* ACTION ITEM
Could you transcribe each record below exactly as written, setting the pictures aside?
[[ DATA, beginning ]]
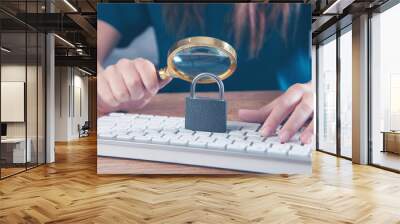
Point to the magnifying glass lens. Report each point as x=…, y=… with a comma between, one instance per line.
x=201, y=59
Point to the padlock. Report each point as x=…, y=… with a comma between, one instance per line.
x=204, y=113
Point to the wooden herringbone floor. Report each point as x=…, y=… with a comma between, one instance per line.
x=69, y=191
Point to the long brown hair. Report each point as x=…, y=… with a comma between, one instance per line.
x=248, y=18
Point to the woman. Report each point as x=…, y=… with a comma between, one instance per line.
x=273, y=53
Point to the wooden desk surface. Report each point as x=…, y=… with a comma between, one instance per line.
x=172, y=104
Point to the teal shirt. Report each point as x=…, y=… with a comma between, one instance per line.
x=283, y=60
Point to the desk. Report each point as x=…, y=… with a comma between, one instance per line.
x=172, y=104
x=16, y=154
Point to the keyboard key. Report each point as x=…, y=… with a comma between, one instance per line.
x=237, y=133
x=143, y=138
x=160, y=140
x=257, y=148
x=125, y=137
x=216, y=145
x=279, y=149
x=180, y=142
x=237, y=146
x=200, y=144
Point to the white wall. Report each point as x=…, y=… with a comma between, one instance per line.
x=69, y=82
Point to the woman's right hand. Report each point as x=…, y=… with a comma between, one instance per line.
x=129, y=84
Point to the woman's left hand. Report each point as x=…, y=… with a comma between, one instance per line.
x=296, y=106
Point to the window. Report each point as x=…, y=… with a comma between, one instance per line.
[[ DATA, end ]]
* RESPONSE AREA
Point to the magnifying glass lens. Report each point as x=…, y=… with a comma between, one instance per line.
x=201, y=59
Point to the padlock. Report each point as x=…, y=… with a comma between, one instance per line.
x=204, y=113
Point to the wooden herringbone floor. Report each point as x=…, y=… with a comma between, one instance per line.
x=69, y=191
Point to the long brown hair. Report each point as x=…, y=… with a comma between, one instance per line.
x=248, y=18
Point to the woman. Report each point as x=…, y=… with a comma between, one instance per line.
x=273, y=53
Point to the wooden desk surface. Report each point as x=…, y=… with a comma between, one instance per line.
x=172, y=104
Point to the teal shirt. Report each point as x=…, y=… with a comma between, one instance per line.
x=283, y=60
Point to the desk. Report each point as x=…, y=… with a comma between, one instance per line.
x=172, y=104
x=16, y=154
Point to the keyboard key. Report each point as x=…, y=… with a comma between, one instance per line.
x=237, y=133
x=143, y=138
x=160, y=140
x=257, y=148
x=125, y=137
x=216, y=145
x=279, y=149
x=180, y=142
x=237, y=146
x=200, y=144
Point to the white wall. Report each point as x=…, y=… with a comma between, one instance per line.
x=69, y=82
Point to the woman's right hand. Report each point as x=…, y=… with a comma between, one instance per line.
x=129, y=84
Point to the woman's left hand. Report each point as x=…, y=… with a comma between, one instance per line.
x=296, y=106
Point to the window. Report each point as x=…, y=… with a comma between, one instance per line.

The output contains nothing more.